■ **DIRECTIVE**
Count the lines in the items that follow that contain the word "below", treating uppercase and lowercase letters as different. Give only the number.

- - - -

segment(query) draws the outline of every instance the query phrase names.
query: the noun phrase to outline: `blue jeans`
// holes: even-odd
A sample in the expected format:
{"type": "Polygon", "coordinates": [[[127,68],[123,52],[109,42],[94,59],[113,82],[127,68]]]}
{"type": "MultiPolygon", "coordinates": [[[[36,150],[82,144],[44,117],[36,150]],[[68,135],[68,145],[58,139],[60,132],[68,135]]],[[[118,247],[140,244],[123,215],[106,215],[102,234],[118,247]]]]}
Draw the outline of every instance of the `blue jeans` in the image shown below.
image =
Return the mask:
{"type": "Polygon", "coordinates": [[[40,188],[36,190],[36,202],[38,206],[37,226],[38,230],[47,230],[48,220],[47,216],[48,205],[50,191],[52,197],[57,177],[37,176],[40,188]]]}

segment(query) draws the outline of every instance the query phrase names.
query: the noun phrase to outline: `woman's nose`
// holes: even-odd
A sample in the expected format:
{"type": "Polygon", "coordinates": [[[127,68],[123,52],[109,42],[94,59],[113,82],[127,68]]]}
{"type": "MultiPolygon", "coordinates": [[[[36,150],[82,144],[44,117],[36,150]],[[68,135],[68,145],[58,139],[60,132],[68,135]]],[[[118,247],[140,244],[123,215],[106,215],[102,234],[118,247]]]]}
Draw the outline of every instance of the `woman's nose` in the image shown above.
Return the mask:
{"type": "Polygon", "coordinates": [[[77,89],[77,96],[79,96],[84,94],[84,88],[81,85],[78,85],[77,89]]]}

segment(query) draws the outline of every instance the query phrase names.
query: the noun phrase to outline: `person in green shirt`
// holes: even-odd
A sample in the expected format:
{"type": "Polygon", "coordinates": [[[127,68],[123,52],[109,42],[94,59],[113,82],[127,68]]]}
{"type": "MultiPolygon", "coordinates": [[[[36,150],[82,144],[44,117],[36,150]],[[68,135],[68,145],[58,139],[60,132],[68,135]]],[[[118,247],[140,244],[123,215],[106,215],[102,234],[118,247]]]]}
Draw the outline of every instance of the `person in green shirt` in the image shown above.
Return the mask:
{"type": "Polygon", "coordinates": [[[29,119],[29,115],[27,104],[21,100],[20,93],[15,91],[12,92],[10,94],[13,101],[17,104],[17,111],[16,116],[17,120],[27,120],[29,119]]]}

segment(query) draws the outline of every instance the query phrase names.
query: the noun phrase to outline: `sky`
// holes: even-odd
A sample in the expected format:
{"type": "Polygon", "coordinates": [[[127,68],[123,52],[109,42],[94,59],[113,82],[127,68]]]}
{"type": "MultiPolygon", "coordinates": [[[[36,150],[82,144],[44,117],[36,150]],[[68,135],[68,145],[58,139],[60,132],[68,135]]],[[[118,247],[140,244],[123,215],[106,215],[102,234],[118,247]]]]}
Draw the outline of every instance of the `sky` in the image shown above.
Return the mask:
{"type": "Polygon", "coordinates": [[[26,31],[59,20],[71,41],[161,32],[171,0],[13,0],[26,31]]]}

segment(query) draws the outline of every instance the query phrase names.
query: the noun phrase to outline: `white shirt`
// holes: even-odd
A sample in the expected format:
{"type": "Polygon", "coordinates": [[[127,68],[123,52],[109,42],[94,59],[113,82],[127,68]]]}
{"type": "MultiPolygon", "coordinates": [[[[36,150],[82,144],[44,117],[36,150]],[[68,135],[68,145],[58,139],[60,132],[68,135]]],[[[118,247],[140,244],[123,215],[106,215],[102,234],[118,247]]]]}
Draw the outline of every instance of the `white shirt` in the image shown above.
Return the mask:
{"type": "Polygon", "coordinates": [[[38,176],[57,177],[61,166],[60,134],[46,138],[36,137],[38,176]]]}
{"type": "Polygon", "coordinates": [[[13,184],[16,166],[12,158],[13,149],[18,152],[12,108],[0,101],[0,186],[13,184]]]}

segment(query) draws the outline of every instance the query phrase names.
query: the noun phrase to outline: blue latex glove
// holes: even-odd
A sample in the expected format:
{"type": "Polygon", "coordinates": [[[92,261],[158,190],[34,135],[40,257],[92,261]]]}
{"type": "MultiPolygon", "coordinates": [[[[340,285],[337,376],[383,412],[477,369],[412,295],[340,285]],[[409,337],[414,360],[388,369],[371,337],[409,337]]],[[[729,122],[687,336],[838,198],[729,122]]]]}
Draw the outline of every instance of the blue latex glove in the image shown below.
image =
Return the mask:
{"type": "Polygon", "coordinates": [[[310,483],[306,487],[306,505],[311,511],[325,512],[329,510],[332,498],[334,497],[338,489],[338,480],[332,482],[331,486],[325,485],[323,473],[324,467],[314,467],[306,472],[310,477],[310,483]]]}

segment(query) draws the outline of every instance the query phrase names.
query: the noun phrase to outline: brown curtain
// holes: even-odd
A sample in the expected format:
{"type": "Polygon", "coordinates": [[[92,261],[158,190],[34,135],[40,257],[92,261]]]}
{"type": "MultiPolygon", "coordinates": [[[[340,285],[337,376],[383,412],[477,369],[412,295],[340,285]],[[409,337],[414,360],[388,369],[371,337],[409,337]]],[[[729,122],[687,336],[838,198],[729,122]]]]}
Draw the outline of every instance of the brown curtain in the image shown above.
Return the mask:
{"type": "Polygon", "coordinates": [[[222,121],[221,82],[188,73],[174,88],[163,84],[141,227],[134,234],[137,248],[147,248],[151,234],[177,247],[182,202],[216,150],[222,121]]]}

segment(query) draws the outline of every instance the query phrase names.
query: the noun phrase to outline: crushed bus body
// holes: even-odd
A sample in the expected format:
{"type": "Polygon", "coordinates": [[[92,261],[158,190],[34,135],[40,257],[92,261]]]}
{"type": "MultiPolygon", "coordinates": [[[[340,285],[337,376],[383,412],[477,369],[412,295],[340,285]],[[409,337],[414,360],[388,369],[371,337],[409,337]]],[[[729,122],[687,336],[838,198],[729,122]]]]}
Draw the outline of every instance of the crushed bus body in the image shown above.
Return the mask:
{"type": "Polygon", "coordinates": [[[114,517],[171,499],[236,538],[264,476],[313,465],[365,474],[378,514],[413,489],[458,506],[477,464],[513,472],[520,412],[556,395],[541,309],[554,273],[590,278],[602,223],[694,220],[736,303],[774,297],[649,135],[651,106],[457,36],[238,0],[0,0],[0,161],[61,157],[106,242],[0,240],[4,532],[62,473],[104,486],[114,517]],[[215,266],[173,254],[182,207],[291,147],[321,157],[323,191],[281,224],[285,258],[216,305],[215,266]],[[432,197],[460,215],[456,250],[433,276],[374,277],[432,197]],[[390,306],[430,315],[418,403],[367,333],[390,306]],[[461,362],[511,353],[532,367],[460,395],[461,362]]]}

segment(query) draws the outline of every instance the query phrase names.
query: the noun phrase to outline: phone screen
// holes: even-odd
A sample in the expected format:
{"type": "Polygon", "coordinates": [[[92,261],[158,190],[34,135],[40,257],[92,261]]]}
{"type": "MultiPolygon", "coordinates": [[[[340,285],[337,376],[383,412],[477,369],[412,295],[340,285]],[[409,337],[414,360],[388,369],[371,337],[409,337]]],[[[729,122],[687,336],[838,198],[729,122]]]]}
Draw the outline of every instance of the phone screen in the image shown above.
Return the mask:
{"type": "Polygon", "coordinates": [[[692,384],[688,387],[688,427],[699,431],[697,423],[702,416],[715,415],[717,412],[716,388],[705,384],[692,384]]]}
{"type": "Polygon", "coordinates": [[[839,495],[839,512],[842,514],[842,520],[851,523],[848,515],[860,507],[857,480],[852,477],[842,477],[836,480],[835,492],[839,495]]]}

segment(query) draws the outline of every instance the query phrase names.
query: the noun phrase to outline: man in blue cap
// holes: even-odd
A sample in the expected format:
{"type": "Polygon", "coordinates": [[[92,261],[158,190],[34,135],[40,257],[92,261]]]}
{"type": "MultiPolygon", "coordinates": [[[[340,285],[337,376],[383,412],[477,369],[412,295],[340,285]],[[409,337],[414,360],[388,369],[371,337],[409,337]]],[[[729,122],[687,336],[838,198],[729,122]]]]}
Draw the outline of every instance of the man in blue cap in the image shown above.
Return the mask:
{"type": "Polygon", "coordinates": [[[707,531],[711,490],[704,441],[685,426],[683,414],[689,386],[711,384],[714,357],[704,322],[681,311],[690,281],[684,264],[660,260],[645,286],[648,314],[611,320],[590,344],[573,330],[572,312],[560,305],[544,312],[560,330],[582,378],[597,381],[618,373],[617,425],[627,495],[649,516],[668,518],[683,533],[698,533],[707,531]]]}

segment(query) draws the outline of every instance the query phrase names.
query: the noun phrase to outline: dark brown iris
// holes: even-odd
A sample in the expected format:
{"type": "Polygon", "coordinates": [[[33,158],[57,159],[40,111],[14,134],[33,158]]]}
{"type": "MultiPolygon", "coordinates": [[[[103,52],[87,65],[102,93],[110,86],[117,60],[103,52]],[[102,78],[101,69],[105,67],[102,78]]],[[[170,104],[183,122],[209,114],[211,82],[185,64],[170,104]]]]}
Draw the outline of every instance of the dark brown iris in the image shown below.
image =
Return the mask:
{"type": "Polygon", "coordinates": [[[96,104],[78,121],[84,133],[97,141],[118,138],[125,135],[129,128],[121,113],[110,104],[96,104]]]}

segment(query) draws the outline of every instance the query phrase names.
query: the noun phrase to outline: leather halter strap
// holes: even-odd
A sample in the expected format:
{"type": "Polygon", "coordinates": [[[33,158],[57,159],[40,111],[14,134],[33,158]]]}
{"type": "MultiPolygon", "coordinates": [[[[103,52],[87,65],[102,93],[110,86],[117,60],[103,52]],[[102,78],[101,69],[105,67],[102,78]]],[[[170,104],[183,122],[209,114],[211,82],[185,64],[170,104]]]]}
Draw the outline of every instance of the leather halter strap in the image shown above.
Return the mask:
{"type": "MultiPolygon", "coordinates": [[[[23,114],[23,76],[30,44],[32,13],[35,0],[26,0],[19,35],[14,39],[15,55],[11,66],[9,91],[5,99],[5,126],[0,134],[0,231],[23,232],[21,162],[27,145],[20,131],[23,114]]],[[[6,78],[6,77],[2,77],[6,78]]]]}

- - - -

■ **ANSWER TO THIS EXERCISE**
3